Transcribe every line below exactly; no image goes into the output.

Referring expression data:
+ + + +
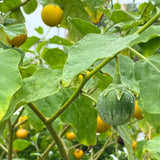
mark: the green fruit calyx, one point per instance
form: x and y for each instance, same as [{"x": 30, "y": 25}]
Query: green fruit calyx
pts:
[{"x": 115, "y": 105}]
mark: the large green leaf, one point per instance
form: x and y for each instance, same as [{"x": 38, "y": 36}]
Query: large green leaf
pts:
[
  {"x": 123, "y": 131},
  {"x": 153, "y": 146},
  {"x": 82, "y": 116},
  {"x": 10, "y": 80},
  {"x": 42, "y": 83},
  {"x": 148, "y": 34},
  {"x": 149, "y": 83},
  {"x": 55, "y": 57},
  {"x": 84, "y": 27},
  {"x": 127, "y": 76},
  {"x": 92, "y": 47}
]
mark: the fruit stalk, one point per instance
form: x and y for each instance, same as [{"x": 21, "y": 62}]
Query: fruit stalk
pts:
[{"x": 117, "y": 77}]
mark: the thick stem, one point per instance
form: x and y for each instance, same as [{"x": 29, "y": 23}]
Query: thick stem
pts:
[
  {"x": 117, "y": 77},
  {"x": 58, "y": 141},
  {"x": 53, "y": 133},
  {"x": 10, "y": 148},
  {"x": 148, "y": 23},
  {"x": 144, "y": 58},
  {"x": 45, "y": 153},
  {"x": 76, "y": 93}
]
+ + + +
Final answer
mark: the green fruit calyx, one point per instance
form: x and y for each instance, same as [{"x": 30, "y": 25}]
Query: green fruit calyx
pts:
[{"x": 115, "y": 105}]
mark: the large green leaf, one point per instance
form: x and y for each instance, same as [{"x": 38, "y": 36}]
Query: large green leaf
pts:
[
  {"x": 123, "y": 131},
  {"x": 153, "y": 146},
  {"x": 82, "y": 116},
  {"x": 10, "y": 80},
  {"x": 42, "y": 83},
  {"x": 148, "y": 34},
  {"x": 149, "y": 83},
  {"x": 55, "y": 57},
  {"x": 84, "y": 27},
  {"x": 127, "y": 76},
  {"x": 92, "y": 47}
]
mark: the fruit stalk, one point per instance
form: x and y for each instance, same as [{"x": 21, "y": 62}]
Query: fruit stalk
pts:
[{"x": 117, "y": 77}]
mark: the thick stem, one point per instance
form: x and y for each instance, same as [{"x": 29, "y": 23}]
Query: thick stem
pts:
[
  {"x": 117, "y": 77},
  {"x": 58, "y": 141},
  {"x": 53, "y": 133},
  {"x": 10, "y": 148},
  {"x": 148, "y": 23},
  {"x": 144, "y": 58},
  {"x": 45, "y": 153},
  {"x": 76, "y": 93}
]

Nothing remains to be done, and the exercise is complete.